**Input records**

════

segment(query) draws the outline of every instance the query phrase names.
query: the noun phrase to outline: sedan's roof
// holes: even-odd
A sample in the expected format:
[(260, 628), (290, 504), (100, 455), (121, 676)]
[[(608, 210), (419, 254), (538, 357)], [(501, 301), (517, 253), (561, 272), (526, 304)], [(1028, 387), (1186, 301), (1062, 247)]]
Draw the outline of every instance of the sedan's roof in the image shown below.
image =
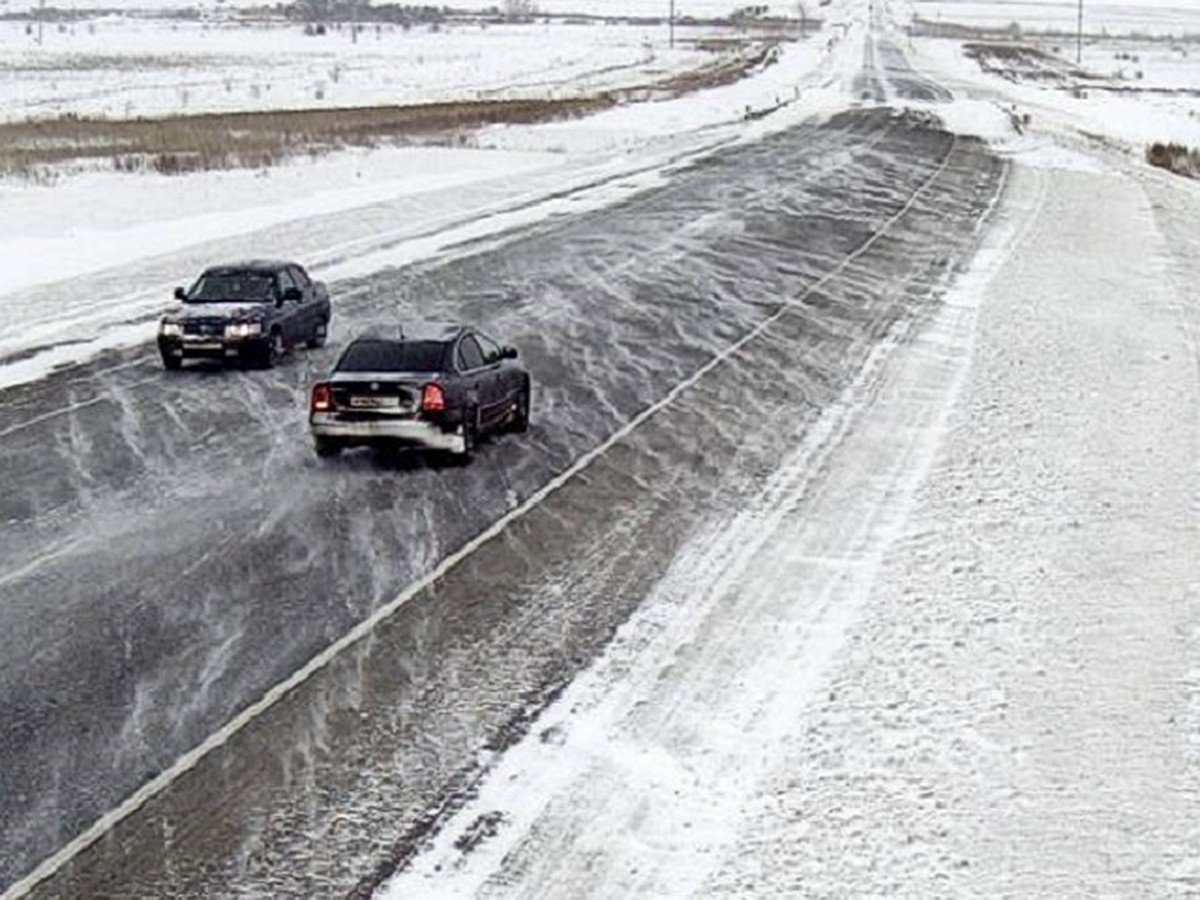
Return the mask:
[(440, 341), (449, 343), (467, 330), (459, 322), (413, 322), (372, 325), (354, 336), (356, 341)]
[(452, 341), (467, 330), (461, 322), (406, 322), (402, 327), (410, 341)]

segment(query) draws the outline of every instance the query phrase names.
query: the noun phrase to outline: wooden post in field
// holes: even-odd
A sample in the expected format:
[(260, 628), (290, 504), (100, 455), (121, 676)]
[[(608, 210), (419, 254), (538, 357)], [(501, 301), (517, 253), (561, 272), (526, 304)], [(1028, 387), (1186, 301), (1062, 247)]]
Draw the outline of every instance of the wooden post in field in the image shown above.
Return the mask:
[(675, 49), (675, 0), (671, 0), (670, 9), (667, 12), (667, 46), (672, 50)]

════

Search the entries for the word "noun" and gather every line where it appears.

**Exercise answer**
query: the noun phrase to outline: sedan's roof
query: the noun phrase to outline: wooden post in field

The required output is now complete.